SOURCE PASSAGE:
################

In Burghausen, we established new protective measures for the stormwater sewer system in the period under review: to avoid substance discharge into the stormwater sewer, special mats are now available for gullies and manhole covers. The aim is to prevent substances such as petrol, hydraulic fluid or products from plants from running into the stormwater sewer via the road drainage system in the event of an accident involving substance escapes.

The process water used at Nünchritz comes from on-site wells (2016: 4,059,847m3, 2015: 4,291,069 m3). Drinking water accounts for less than 1 percent of our total water use at this site.

We built a new culvert at the Nünchritz site in 2015, because the two existing water supply lines are already 50 and 80 years old. The process water needed for production is extracted from wells on the left side of the Elbe river and conveyed underneath the Elbe and into the site. The new culvert did not alter water use; the well water flow rate averages at around 500 m3 per hour. The water is primarily used for cooling plants; wastewater passes through the treatment plant and back to the Elbe.

“Save Wastewater and Make a Profit” was the title of a special Employee Suggestion Program initiative that took place at the Nünchritz site from December 2014 to September 2015. The purpose of the initiative was to encourage employees to develop ideas for conserving and recycling water in production, thereby raising their general awareness for reducing wastewater. In the course of the initiative, wastewater in the central wastewater treatment plant at Nünchritz went down by some 5 percent. Since 2010, specific water use at Nünchritz has halved, even though wastewater volumes rose overall due to polysilicon production expansion.

Despite higher purity requirements, we have conserved water in production at Siltronic, e.g. by using circulation water in processes with lower purity requirements, letting the purification bath stand for longer, and reusing concentrate from reverse osmosis for mechanical processes (such as air scrubbers, lapping and wire-sawing). Siltronic has saved around 39 percent water at its Portland, USA, site since 2013, for example. We monitor the use of ultrapure water in wafer production; Siltronic achieves a water-recycling rate of up to 45 percent.

The town of Freiberg obtains its water from the Lichtenberg Dam. The Siltronic site there uses the surface water from the dam for cooling crystal pulling facilities. It is furthermore purified into hyperpure water for wafer production. Surface water from the man-made Kohlbach ditch is now only carried to the site for the emergency cooling of the crystal pulling facilities. In connection with the construction of the new pulling hall, the Freiberg site gained a rain retention basin with an emergency function. In an emergency, polluted wastewater can be separated into a basin made of reinforced concrete. The new plant construction makes the site’s drainage system state of the art and contributes to further reducing the risk of pollution of the Münzbach and Mulde rivers in the case of an accident.

################

WHAT IS BEING ASKED:
Print the part of the water-use text between "In Burghausen, we" and "at this site.", inclusive, without changing a word.

################

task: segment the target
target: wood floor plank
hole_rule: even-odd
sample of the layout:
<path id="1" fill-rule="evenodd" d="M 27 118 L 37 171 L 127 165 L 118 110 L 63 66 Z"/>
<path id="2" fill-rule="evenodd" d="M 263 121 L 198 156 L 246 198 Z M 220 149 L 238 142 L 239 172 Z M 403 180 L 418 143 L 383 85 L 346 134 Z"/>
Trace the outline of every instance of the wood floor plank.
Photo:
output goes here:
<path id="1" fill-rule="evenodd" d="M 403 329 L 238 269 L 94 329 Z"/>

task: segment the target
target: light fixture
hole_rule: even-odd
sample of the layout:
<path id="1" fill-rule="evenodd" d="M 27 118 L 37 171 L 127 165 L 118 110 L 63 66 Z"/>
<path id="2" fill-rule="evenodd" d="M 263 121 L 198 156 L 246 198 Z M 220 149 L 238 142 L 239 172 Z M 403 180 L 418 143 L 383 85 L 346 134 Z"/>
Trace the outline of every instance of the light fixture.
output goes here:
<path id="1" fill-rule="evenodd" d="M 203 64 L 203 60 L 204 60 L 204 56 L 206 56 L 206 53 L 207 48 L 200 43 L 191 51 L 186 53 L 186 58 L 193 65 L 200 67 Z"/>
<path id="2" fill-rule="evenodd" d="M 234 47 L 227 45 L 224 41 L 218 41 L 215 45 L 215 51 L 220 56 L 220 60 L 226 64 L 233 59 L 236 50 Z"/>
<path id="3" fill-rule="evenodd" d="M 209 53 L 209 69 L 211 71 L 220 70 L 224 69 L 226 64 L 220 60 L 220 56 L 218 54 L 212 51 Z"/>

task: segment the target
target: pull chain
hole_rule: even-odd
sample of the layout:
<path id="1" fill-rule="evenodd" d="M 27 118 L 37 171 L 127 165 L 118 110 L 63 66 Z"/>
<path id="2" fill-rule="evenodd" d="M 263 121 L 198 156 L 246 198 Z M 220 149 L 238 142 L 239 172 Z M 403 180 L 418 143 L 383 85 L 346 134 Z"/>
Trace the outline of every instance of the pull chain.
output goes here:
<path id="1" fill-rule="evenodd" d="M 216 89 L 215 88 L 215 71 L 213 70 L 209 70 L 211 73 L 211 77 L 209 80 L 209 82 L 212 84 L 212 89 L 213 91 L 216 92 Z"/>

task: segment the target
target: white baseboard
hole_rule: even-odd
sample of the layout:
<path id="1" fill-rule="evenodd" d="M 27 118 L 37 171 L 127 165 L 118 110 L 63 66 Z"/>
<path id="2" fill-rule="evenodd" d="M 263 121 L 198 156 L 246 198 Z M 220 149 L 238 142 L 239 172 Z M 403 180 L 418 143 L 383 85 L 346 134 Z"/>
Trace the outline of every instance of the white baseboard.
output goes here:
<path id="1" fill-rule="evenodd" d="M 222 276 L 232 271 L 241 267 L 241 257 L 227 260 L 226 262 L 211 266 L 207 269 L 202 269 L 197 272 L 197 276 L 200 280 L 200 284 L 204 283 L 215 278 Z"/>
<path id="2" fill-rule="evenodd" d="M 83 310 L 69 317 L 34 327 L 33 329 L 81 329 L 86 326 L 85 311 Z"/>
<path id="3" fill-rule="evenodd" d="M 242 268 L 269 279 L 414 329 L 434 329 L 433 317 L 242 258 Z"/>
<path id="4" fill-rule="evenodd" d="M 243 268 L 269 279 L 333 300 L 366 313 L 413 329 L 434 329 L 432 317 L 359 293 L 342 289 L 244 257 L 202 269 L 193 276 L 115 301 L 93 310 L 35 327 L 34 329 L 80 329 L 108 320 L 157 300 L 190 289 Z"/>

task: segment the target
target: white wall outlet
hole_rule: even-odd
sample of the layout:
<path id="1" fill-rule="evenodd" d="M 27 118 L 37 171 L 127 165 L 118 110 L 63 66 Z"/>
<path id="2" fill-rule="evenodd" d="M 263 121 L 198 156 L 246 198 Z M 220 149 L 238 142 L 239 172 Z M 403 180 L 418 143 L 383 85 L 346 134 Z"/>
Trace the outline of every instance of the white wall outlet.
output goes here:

################

TASK ANSWER:
In Burghausen, we established new protective measures for the stormwater sewer system in the period under review: to avoid substance discharge into the stormwater sewer, special mats are now available for gullies and manhole covers. The aim is to prevent substances such as petrol, hydraulic fluid or products from plants from running into the stormwater sewer via the road drainage system in the event of an accident involving substance escapes.

The process water used at Nünchritz comes from on-site wells (2016: 4,059,847m3, 2015: 4,291,069 m3). Drinking water accounts for less than 1 percent of our total water use at this site.